▸ EXERCISE GOAL:
Scale the listing from the line containing "outline: distant treeline" through its final line, both ends included. Reproduce every line in that span unchanged, except that each coordinate in the answers is multiplied by 1.15 and rounded to a whole number, with halves rounded up.

▸ INPUT MATERIAL:
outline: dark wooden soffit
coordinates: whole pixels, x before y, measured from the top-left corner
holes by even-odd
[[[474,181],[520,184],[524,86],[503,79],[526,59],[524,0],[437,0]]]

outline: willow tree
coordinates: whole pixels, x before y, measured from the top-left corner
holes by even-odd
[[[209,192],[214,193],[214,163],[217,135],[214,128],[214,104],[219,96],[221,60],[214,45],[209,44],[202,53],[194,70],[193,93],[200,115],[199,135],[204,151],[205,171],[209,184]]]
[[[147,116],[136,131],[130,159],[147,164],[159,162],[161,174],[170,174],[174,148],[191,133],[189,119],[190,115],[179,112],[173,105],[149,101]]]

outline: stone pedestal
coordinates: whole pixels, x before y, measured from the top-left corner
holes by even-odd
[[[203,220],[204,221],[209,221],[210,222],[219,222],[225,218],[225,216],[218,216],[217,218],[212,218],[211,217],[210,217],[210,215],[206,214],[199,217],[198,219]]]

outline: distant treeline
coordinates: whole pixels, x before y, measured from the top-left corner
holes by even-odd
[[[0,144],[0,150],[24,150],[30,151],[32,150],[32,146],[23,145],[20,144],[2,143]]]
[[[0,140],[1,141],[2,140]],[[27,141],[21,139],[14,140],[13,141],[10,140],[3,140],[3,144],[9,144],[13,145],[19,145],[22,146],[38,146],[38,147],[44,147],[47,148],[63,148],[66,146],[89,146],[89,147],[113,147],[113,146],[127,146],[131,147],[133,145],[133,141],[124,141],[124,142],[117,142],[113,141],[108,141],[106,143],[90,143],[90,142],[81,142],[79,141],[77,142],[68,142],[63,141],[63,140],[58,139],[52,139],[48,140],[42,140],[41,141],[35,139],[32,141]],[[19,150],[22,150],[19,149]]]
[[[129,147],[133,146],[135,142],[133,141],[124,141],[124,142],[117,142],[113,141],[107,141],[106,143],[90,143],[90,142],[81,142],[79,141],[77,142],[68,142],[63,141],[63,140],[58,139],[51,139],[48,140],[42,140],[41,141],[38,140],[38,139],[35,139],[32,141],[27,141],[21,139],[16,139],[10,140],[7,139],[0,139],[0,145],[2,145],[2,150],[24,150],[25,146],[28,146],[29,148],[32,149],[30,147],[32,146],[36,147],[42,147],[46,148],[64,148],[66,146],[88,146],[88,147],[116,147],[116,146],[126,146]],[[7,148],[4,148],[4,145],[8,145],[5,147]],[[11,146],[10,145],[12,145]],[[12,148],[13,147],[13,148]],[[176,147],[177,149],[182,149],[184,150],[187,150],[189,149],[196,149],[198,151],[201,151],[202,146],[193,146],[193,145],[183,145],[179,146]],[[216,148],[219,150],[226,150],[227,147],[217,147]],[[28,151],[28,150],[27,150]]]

▸ EXERCISE RESPONSE:
outline: distant treeline
coordinates: whole pixels, x before y, measured from the top-left corner
holes by even-odd
[[[0,166],[0,173],[28,173],[35,174],[37,173],[37,168],[26,167],[23,166],[2,164]]]
[[[0,161],[1,162],[2,161]],[[31,162],[24,160],[16,161],[15,162],[12,161],[3,161],[3,166],[10,166],[15,167],[22,167],[25,168],[44,168],[44,169],[51,169],[54,170],[72,170],[76,168],[102,168],[102,169],[130,169],[130,168],[146,168],[151,169],[153,167],[153,162],[143,162],[143,163],[135,163],[130,162],[124,162],[122,164],[104,164],[104,163],[93,163],[91,162],[89,163],[78,163],[72,162],[72,161],[67,160],[60,160],[55,161],[48,161],[47,162],[40,160],[37,162]],[[22,173],[25,173],[22,171]]]
[[[148,169],[153,168],[155,163],[153,162],[143,162],[143,163],[135,163],[130,162],[123,162],[122,164],[104,164],[104,163],[93,163],[91,162],[89,163],[78,163],[72,162],[72,161],[67,160],[59,160],[55,161],[48,161],[47,162],[44,161],[44,160],[40,160],[37,162],[31,162],[24,160],[18,160],[12,161],[8,160],[0,160],[0,167],[2,167],[2,173],[28,173],[29,168],[32,168],[33,170],[37,171],[35,169],[37,168],[41,169],[48,169],[53,170],[74,170],[76,168],[101,168],[101,169],[133,169],[133,168],[145,168]],[[8,170],[5,170],[5,167],[9,167],[6,169]],[[13,168],[12,167],[14,167]],[[14,170],[15,169],[15,170]],[[202,169],[204,171],[209,171],[212,173],[215,173],[217,171],[225,171],[228,174],[231,174],[232,168],[222,168],[222,167],[210,167],[206,168]],[[248,170],[252,173],[260,173],[261,169],[250,169]],[[32,174],[32,173],[31,173]]]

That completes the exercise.